### TASKS AND EXERCISES
- 1) Answer the following from the blog comments:
(a) Which reporter and newspaper are credited with reporting that American and British banks are reaping billions from the Colombian cocaine trade?
(b) What title and year are given for the Thomas Jefferson quotation?
(c) From which book does the Ray Bradbury quotation come?
- 2) Carry on the blog comments from the point at which they stop.

### EXTRACT PROVIDED
Denis Neville said...

Isn’t it amazing. Obama let the Bush war criminals off and he’s let the banksters off. The only people Obama has prosecuted are the whistle-blowers, who he once described as “the best source of information about waste, fraud, and abuse in government.”

The true menace we face comes not from terrorists, but our own government supposedly tasked with protecting our democracy.

“Single acts of tyranny may be ascribed to the accidental opinion of the day, but a series of oppressions begun at a distinguished period and pursued unalterably through every change of ministers, too plainly prove a deliberate, systematic plan of reducing a people to slavery.” Thomas Jefferson, Rights of British America, 1774

It takes real courage to stand up to those who have betrayed the highest ideals and goals of our Founding Fathers. Former Bush Justice Dept attorney and whistleblower, Jesselyn Radack, tells how it has gotten much worse for government whistleblowers under Obama, both in numbers and the ferocity of the retaliation:

http://www.youtube.com/watch?v=D0u1dYz1dSs&feature=player_embedded

“We don’t need to jettison ethics, or the Constitution, or the rule of law to achieve national security. I submit that the best way to obtain meaningful intelligence and true national security is to respect civil liberties, behave morally, and act within the law.”

Denis Neville said...

Another f’ing travesty… our so-called war on drugs and why we call them "banksters"

Ed Vulliamy, the Guardian, reports that American and British banks are 'reaping billions from Colombian cocaine trade' and that financial regulators are reluctant to go after these banks in pursuit of the massive amount of drug money being laundered through their systems.

http://www.guardian.co.uk/world/2012/jun/02/western-banks-colombian-cocaine-trade?

Our government polices money laundering in Colombian banks more than they do in our own banks!

“Colombia’s banks are subject to rigorous control, to stop laundering of profits that may return to our country. Just to bank $2,000 involves a huge amount of paperwork – and much of this is overseen by Americans. In Colombia, they ask questions of banks they’d never ask in the US. If they did, it would be against the laws of banking privacy. In the US you have very strong laws on bank secrecy, in Colombia not – though the proportion of laundered money is the other way round. It’s kind of hypocrisy, right?”

Yep! Just another in a long list of our hypocrises.

Denis Neville said...

Ray Bradbury has died.

“They began by controlling books of cartoons and then detective books and, of course, films, one way or another, one group or another, political bias, religious prejudice, union pressure; there was always a minority afraid of something, and a great majority afraid of the dark, afraid of the future, afraid of the past, afraid of the present, afraid of themselves and shadows of themselves.” - Ray Bradbury, The Martian Chronicles

The following story made me think of the above quote:

http://jonathanturley.org/2012/06/06/not-so-noble-bookstore-chain-apologizes-for-kicking-out-elderly-man-from-childrens-book-section-as-suspected-pedophile

Valerie said...

Pointing dataset records
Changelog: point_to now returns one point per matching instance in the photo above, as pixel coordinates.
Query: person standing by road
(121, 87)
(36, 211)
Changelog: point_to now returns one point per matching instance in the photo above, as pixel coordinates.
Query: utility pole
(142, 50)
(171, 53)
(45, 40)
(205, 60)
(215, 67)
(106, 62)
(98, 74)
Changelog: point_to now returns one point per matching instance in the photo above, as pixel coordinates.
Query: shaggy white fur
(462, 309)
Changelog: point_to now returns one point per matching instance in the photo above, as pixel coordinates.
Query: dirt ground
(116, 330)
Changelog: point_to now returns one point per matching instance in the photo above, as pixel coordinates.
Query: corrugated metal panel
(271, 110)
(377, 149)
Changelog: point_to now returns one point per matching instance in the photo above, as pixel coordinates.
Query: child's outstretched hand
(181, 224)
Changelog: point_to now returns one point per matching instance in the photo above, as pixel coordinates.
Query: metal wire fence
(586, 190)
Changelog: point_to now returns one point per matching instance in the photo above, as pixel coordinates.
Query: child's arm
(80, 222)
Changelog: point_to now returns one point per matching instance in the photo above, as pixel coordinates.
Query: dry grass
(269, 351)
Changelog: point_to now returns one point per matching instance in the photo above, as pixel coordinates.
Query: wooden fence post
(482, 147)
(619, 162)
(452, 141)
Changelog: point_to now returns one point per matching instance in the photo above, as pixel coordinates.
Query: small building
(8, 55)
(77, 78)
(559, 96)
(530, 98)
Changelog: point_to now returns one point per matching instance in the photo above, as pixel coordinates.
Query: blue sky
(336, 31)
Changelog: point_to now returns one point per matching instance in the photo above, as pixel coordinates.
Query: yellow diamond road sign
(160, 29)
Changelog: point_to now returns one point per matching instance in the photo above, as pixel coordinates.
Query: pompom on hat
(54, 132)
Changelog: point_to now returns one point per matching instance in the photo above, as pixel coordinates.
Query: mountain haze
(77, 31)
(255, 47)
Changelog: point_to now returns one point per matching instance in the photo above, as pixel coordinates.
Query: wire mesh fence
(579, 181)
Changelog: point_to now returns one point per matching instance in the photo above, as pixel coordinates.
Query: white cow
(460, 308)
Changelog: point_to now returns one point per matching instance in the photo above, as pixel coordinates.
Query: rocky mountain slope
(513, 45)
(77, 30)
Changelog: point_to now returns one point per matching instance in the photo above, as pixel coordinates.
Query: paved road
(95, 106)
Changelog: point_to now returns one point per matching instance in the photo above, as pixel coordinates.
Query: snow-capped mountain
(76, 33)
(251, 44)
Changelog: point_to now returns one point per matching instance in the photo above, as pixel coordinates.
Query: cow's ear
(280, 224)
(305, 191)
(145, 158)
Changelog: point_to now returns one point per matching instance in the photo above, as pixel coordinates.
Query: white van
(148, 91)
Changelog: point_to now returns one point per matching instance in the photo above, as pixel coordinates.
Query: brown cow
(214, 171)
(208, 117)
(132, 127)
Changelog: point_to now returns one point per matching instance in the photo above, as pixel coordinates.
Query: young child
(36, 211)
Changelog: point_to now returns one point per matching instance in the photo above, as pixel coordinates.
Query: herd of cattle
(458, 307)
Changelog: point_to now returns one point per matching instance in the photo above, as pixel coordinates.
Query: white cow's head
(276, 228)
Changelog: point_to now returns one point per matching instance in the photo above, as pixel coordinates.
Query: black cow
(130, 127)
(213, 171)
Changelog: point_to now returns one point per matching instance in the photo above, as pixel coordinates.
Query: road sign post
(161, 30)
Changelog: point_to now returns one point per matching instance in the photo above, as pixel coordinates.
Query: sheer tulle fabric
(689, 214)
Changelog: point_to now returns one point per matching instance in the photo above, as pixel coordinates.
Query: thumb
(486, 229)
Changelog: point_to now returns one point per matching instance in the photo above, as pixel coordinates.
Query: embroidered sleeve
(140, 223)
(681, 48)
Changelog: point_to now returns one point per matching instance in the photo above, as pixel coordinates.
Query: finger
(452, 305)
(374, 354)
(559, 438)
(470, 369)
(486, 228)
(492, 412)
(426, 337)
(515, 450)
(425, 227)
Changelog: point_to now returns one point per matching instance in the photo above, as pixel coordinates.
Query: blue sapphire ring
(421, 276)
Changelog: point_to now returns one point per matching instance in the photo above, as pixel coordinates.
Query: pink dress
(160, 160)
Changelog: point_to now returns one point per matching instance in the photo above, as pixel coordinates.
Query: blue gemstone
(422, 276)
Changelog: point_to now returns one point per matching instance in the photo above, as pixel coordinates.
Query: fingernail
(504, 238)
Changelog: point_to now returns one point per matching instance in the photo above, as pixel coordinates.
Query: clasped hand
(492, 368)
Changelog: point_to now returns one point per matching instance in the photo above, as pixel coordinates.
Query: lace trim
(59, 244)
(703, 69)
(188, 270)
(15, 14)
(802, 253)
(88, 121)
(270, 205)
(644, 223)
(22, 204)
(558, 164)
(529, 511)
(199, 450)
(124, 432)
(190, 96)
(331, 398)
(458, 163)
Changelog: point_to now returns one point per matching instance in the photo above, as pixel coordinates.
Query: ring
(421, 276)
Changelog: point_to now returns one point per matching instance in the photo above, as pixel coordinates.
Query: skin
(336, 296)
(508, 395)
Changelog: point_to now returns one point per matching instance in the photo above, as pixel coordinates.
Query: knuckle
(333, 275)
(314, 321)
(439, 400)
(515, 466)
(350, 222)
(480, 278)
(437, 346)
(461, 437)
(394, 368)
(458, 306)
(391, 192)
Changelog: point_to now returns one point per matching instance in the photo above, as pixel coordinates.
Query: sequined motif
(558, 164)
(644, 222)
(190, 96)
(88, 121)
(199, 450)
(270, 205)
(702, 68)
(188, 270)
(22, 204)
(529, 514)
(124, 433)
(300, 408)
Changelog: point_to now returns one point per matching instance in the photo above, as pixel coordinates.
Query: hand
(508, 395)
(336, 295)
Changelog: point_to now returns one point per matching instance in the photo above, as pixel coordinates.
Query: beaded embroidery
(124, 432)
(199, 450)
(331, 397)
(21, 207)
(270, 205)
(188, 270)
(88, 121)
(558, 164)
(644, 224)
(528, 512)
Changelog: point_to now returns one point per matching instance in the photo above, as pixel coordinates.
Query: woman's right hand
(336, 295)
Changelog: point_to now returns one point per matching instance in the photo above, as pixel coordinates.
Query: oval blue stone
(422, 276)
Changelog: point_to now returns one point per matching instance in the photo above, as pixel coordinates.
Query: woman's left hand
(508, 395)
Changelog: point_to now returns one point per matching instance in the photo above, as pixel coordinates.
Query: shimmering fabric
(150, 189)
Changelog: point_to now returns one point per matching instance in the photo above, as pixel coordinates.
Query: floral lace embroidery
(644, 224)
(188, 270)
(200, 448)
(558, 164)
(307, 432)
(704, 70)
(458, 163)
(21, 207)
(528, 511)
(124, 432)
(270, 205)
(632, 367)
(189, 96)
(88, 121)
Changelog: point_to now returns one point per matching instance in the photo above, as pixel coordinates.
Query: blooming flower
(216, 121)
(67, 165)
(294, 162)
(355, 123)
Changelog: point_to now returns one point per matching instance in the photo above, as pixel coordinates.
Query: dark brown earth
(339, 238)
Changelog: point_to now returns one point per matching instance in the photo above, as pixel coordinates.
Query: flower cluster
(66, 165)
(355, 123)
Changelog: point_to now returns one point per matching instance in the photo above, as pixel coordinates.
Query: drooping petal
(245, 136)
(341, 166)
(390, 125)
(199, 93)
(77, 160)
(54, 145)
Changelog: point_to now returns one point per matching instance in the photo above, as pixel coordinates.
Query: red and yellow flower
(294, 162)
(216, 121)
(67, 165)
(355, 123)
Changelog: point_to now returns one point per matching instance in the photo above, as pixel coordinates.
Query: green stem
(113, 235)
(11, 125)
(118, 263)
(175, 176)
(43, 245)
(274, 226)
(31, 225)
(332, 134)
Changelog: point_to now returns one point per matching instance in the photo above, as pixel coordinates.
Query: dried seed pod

### ANSWERS GIVEN
- 1)
(a) Ed Vulliamy of the Guardian
(b) Rights of British America, 1774
(c) The Martian Chronicles

- 2)
Chris Hedges is right. Voting one way or another won't make a difference. The evil ones are in power and they aren't going to listen to us. Come November, I will cast my vote for a Third Party candidate and anyone running against the incumbents in my state - just to show I disagree with the plutocratic dictatorship Kabuki dance - and I will focus my hopes and any actions I take on the Occupy Movement.

It comes as no surprise to me that the big banks are in bed with the drug cartels - or that our government continues to bail them out. A total collapse of the entire system is the only thing that will bring about real change and I can hardly wish for that knowing the terrible hardship that a collapse will bring for 99% of the people in the Western World and 99.9999% of the people in the world. OK – I will stop – I am depressing myself!

Kat said...

Okay, I'm going to be off topic and just stick with positive comments today. I'm kind of worn out.
@Karen-- great comment as usual (Friedman)and even a comment recommending your comment was a top reader pick!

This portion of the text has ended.